Data items —

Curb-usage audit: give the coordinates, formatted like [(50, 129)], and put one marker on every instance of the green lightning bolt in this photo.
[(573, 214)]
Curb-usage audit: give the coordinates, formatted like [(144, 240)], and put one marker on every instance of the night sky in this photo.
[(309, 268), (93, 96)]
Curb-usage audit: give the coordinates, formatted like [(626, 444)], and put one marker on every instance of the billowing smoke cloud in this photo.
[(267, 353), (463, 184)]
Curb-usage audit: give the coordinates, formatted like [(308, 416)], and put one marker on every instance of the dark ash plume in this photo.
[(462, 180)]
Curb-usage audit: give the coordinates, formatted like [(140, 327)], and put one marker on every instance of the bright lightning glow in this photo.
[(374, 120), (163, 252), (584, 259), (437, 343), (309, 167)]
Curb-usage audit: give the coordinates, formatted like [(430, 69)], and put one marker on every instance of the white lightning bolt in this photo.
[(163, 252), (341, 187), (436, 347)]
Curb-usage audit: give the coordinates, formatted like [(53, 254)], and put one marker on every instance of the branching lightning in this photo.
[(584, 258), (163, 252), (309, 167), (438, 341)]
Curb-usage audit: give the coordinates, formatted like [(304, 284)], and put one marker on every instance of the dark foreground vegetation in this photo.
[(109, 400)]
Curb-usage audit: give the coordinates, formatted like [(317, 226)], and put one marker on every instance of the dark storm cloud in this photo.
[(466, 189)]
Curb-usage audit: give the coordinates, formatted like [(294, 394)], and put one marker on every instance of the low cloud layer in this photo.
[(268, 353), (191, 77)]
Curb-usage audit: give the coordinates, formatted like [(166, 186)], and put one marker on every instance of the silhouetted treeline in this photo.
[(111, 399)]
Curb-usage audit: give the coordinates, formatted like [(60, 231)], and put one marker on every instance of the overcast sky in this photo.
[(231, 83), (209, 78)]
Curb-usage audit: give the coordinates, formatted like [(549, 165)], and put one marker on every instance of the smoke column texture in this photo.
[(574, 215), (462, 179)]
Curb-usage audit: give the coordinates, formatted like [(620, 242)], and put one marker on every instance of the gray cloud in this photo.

Task — The records above should be restated word for word, please.

Answer to this task —
Curb-usage audit: give the coordinates, formatted like [(50, 129)], and put one marker on every instance of the green lightning bolt in this photo.
[(573, 214)]
Curb-usage audit: give the coordinates, formatted like [(144, 240)], and put one marker on every instance of the night sky in this photo.
[(309, 268), (93, 96)]
Curb-usage audit: give the coordinates, formatted like [(626, 444)], and put one marker on every instance of the billowing smoke cloud in this photo.
[(267, 353), (463, 184)]
Curb-usage audit: give the coordinates, formatted like [(308, 416)], and put one marker on every instance of the dark ash plume in this photo.
[(462, 180)]
Curb-usage audit: give the coordinates, formatted like [(140, 327)], and put one marker on every instance of the bright lightning glow in this photo.
[(374, 120), (163, 252), (584, 259), (437, 343), (309, 167)]
Curb-usage audit: give the coordinates, formatted like [(430, 69)], and put one marker on every instance of the white lightning bolt in this photo.
[(163, 252), (341, 187), (436, 347)]
Curb-usage audit: give the coordinates, formatted like [(53, 254)], and put one marker on every instance of the branching lightning in this photo.
[(584, 258), (163, 252), (309, 167), (438, 341)]
Curb-usage audit: give the coordinates, formatted like [(304, 284)], and put one marker on every instance of the dark foreground vegetation in this photo.
[(109, 400)]
Curb-usage audit: give the coordinates, formatted like [(317, 226)], and put one marker on every instance of the dark storm cloud in this photo.
[(466, 189)]
Curb-usage audit: give the coordinates, formatted like [(294, 394)], and put one marker on every instance of the low cloud layer in this photo.
[(268, 353), (191, 77)]
Curb-usage audit: give the coordinates, formatted like [(166, 186)], and put one marker on every instance of the silhouetted treeline in this photo.
[(111, 399)]
Curb-usage audit: give the coordinates, formatted like [(60, 231)], and put one marker on every instance of the overcast sky in this photo.
[(231, 83), (209, 78)]
Curb-usage audit: give the coordinates, formatted like [(549, 165)], and put one marker on every instance of the smoke column texture in this photo.
[(574, 215), (462, 179)]
Curb-usage audit: give the coordinates, formatted like [(620, 242)], and put one marker on every instance of the gray cloud in this photo.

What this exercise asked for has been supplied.